**THE TASK:**
Copy the lines of the listing from the line containing "It would be wonderful if you could highlight the ancient" through the line containing "0 49 101 80", substituting "heap of debris" for "rubble pile" and leaving everything else unchanged.

Rows from a box-labeling dataset:
━━━━━━━━

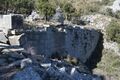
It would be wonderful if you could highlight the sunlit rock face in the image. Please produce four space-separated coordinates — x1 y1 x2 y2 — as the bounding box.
20 26 99 62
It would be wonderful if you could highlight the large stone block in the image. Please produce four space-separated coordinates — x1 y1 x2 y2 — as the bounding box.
0 32 8 43
0 14 23 34
20 26 99 62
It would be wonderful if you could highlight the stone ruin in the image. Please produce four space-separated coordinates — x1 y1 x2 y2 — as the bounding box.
0 14 101 80
0 14 23 34
52 6 65 24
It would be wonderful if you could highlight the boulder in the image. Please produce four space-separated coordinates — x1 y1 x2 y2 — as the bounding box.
0 32 8 43
12 67 42 80
8 34 22 46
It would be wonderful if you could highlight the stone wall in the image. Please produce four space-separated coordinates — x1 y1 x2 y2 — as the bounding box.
20 26 99 62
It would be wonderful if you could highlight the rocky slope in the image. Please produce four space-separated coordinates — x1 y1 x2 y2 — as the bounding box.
0 25 101 80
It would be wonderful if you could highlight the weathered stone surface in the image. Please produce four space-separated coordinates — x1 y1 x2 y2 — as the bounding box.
52 7 64 24
0 14 23 34
12 67 42 80
0 32 8 43
20 26 99 62
9 34 22 46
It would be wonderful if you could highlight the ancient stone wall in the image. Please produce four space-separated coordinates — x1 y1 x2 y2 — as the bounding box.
20 27 99 62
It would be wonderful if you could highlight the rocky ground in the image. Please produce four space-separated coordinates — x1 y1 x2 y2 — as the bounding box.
0 43 101 80
0 25 102 80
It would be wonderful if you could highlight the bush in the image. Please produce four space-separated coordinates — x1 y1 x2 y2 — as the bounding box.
106 21 120 43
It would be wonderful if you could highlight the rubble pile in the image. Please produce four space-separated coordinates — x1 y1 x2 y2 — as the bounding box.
0 49 101 80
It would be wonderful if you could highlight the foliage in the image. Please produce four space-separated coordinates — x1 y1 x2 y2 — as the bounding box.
63 3 75 20
0 0 34 14
96 50 120 80
35 0 55 20
106 21 120 43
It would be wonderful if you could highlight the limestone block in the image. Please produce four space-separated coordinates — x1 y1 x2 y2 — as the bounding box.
0 32 8 43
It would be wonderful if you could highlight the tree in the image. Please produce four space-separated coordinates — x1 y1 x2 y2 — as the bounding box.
35 0 55 21
0 0 34 14
106 21 120 43
63 3 75 20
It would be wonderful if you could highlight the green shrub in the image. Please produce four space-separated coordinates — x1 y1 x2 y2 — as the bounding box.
106 21 120 43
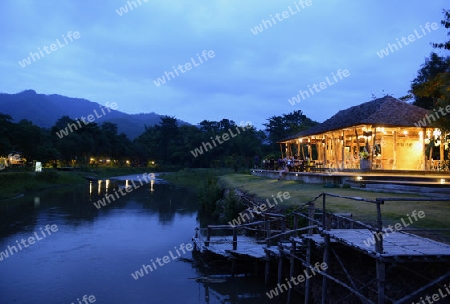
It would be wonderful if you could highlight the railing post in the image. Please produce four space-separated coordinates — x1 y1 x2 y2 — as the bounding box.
375 200 384 254
322 192 327 230
233 227 237 250
205 227 212 247
266 220 271 247
308 202 316 235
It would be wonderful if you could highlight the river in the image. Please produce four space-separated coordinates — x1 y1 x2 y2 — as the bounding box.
0 177 278 304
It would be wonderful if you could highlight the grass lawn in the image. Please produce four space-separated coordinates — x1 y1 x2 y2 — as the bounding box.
220 174 450 239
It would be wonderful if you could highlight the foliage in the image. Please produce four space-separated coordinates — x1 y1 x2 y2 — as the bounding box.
411 10 450 130
198 175 223 214
36 170 58 183
0 107 315 172
264 110 317 154
359 149 369 159
215 189 245 222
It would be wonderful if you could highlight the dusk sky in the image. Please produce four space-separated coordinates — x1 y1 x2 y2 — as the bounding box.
0 0 449 128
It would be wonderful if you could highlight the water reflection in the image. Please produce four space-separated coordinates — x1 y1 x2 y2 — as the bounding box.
0 178 280 303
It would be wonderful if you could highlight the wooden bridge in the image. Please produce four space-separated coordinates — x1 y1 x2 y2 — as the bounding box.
193 193 450 304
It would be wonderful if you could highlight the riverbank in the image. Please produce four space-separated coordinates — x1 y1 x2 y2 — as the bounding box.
219 174 450 243
0 167 155 201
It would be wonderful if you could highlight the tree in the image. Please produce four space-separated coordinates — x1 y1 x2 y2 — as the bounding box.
411 10 450 130
0 113 13 155
264 110 317 152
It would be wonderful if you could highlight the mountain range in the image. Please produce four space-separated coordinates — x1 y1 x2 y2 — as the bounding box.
0 90 188 139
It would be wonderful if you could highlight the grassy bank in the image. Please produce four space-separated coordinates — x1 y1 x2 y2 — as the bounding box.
220 174 450 237
161 168 233 193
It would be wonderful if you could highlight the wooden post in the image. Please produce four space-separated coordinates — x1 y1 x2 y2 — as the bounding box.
322 234 331 304
322 193 327 230
375 200 384 254
308 202 316 235
294 214 298 235
264 250 270 285
278 243 284 284
194 227 200 250
376 258 386 304
205 227 212 247
233 227 237 250
422 128 427 171
438 135 445 171
304 239 312 303
264 220 270 285
287 238 296 304
341 130 345 169
231 258 236 277
391 131 397 170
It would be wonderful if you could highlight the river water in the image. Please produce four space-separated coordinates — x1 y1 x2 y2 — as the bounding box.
0 177 278 304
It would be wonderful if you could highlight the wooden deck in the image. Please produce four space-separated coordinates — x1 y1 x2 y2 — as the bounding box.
193 236 266 259
324 229 450 260
193 192 450 304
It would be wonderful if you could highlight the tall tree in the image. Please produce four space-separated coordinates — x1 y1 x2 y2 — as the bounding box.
411 10 450 130
264 110 317 151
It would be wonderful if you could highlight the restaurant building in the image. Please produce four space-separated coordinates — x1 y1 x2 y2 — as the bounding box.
279 96 448 171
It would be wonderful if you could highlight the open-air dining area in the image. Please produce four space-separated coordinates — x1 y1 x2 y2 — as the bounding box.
274 96 450 172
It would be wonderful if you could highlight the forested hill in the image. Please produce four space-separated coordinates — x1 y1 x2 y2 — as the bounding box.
0 90 187 139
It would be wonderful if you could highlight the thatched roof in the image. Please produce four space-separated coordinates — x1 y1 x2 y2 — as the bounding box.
280 96 430 142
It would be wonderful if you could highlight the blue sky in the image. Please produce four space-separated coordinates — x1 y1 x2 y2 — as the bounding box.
0 0 449 128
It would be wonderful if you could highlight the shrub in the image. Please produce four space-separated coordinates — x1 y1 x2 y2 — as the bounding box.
36 170 59 183
198 175 223 214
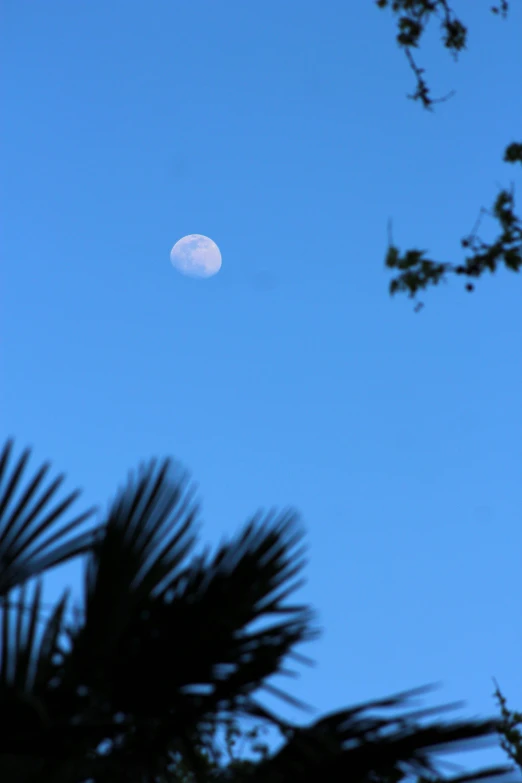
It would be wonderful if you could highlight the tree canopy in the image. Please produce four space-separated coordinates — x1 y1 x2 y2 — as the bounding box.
376 0 522 309
0 441 508 783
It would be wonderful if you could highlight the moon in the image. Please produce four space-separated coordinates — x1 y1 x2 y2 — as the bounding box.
170 234 221 277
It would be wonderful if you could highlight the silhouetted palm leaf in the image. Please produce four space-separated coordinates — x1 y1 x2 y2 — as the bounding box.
242 688 509 783
0 440 96 596
32 461 312 774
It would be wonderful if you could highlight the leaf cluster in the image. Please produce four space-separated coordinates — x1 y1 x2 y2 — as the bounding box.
0 441 508 783
376 0 522 310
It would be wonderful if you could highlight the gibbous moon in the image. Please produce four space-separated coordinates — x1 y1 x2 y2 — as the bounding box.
170 234 221 277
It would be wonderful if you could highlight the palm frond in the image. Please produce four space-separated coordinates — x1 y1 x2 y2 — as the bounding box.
0 582 67 753
244 690 510 783
0 440 98 596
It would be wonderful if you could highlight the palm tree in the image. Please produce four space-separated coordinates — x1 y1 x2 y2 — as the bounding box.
0 441 505 783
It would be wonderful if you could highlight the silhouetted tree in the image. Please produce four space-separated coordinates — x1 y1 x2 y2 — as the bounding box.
376 0 522 309
0 441 506 783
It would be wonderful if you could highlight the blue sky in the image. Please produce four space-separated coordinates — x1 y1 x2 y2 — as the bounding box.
1 0 522 776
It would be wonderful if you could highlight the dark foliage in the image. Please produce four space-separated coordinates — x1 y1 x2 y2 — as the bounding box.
376 0 522 310
0 444 516 783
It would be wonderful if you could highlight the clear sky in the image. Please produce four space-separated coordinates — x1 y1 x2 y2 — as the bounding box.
1 0 522 776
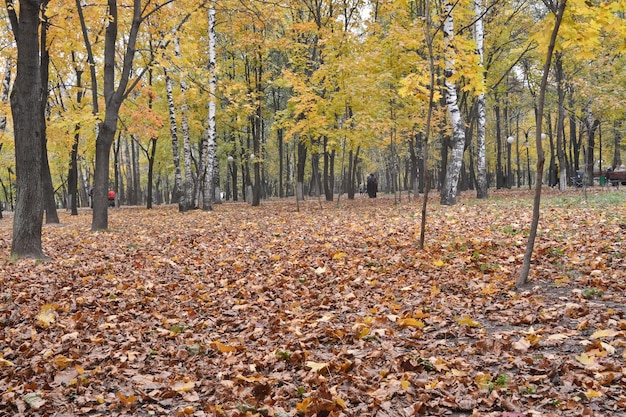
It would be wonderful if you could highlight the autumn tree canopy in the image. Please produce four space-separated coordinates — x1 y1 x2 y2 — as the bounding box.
0 0 626 214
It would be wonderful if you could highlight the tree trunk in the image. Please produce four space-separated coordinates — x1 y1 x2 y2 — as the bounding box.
612 122 622 169
585 107 600 185
515 0 567 287
441 0 465 205
91 0 143 231
202 5 219 210
296 140 307 201
39 11 59 224
146 138 158 209
130 135 143 205
554 52 567 191
9 1 45 259
164 70 185 207
474 0 489 198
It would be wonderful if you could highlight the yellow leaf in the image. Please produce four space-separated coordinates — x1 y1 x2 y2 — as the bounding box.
413 309 430 319
398 317 426 329
333 251 346 260
576 352 596 366
526 334 543 346
212 341 237 353
0 358 15 368
600 342 615 355
333 397 346 408
54 355 74 370
548 333 569 341
296 397 311 413
456 316 480 327
430 285 441 297
585 389 602 400
474 372 491 389
36 304 56 327
115 391 137 407
306 361 328 372
172 381 196 392
480 283 498 295
357 327 370 339
512 339 531 352
591 329 619 339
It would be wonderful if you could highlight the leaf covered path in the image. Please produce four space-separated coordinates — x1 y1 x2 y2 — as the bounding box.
0 191 626 417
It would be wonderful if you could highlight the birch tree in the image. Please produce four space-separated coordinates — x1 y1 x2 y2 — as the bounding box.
202 5 217 211
441 0 465 205
6 0 47 259
474 0 488 198
164 69 185 211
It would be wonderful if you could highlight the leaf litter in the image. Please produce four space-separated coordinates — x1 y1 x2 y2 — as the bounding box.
0 190 626 417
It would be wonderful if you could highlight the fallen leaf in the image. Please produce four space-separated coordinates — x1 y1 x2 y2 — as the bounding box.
456 315 480 327
398 317 426 329
591 329 619 339
172 381 196 392
35 304 56 327
306 361 328 373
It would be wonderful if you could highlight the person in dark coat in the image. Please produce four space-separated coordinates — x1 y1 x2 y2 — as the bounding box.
367 174 378 198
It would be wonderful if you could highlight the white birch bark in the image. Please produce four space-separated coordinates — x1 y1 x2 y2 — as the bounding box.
165 70 184 211
202 5 217 210
474 0 487 198
441 0 465 205
174 38 197 210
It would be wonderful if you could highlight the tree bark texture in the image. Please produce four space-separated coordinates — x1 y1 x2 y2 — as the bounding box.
11 1 45 258
441 0 465 205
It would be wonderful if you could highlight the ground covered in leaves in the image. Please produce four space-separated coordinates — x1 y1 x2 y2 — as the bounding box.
0 190 626 417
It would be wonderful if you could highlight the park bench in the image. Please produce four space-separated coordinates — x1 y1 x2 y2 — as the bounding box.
606 171 626 187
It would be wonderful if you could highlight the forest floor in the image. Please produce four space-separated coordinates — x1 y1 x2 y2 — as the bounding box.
0 188 626 417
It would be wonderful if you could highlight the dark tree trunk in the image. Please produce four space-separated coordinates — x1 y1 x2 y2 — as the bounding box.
323 137 335 201
67 63 83 216
494 104 504 190
9 1 45 258
146 138 157 209
296 140 307 200
39 13 59 224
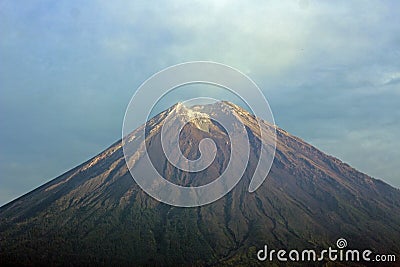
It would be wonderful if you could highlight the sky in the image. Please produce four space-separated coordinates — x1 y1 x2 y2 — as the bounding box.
0 0 400 205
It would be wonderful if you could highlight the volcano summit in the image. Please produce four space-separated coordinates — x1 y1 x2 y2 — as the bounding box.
0 103 400 266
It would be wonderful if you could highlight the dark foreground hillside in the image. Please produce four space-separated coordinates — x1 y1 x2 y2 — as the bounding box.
0 104 400 266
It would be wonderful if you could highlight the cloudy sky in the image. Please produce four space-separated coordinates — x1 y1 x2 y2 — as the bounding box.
0 0 400 205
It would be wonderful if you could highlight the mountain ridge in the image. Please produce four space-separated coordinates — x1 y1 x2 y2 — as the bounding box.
0 104 400 265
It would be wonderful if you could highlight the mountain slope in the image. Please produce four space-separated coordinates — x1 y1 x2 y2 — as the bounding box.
0 103 400 265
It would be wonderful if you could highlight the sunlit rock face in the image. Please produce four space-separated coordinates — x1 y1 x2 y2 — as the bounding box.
0 103 400 266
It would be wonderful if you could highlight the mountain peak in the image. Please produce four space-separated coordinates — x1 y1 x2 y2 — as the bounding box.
0 102 400 266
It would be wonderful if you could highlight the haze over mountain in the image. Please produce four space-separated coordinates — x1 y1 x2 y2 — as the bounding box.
0 103 400 265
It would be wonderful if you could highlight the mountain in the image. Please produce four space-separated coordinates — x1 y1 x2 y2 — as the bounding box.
0 103 400 266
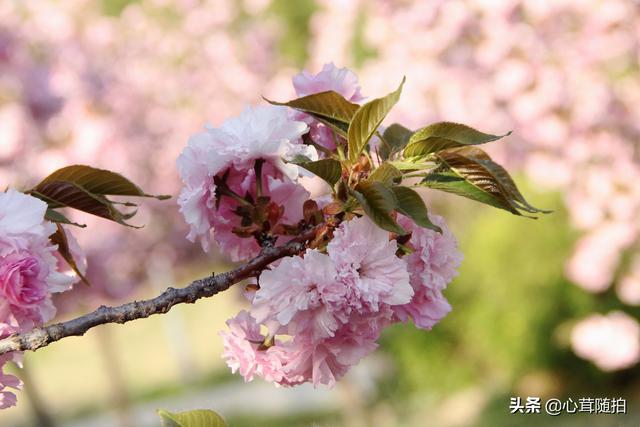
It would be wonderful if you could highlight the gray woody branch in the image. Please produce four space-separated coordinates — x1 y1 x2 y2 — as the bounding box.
0 228 316 355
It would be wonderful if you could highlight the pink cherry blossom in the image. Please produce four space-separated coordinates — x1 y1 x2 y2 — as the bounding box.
281 311 382 387
220 310 284 382
327 216 413 313
393 215 462 329
292 63 364 150
251 250 347 339
177 106 317 261
210 164 309 261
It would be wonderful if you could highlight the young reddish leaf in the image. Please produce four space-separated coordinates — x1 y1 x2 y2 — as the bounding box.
403 122 511 158
348 78 405 164
351 181 406 234
296 159 342 188
391 186 442 233
44 209 87 228
49 224 91 286
421 147 551 215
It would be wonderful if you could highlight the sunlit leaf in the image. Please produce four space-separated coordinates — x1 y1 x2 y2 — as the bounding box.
39 165 171 200
29 181 140 225
369 162 402 185
158 409 228 427
391 186 442 233
49 224 91 286
378 123 413 160
420 147 550 215
348 78 405 163
296 159 342 187
264 91 359 136
351 181 406 234
403 122 511 158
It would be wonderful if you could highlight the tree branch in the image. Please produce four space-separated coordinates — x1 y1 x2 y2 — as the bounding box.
0 227 317 355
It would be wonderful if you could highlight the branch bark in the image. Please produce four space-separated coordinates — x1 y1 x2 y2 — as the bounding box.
0 228 316 355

━━━━━━━━

**SOLUTION FOR THIS EXERCISE:**
It would be wonderful if you could highlight the ancient stone wall in the image. Please produce four space-separated coordinates — x1 y1 x2 y2 — as the bounding box.
20 27 99 62
It would be wonderful if you could highlight the rocky ground in the image. Please produce four space-separated coordinates — x1 y1 x2 y2 — as the bounding box.
0 43 101 80
0 25 102 80
It would be wonderful if you could highlight the bush in the image. Please produce four space-separated coordinates — x1 y1 x2 y2 — as the bounding box.
106 21 120 43
It would be wonderful if you could highlight the heap of debris in the image. Please produce four space-separated coordinates — x1 y1 x2 y2 — as the bounding box.
0 49 101 80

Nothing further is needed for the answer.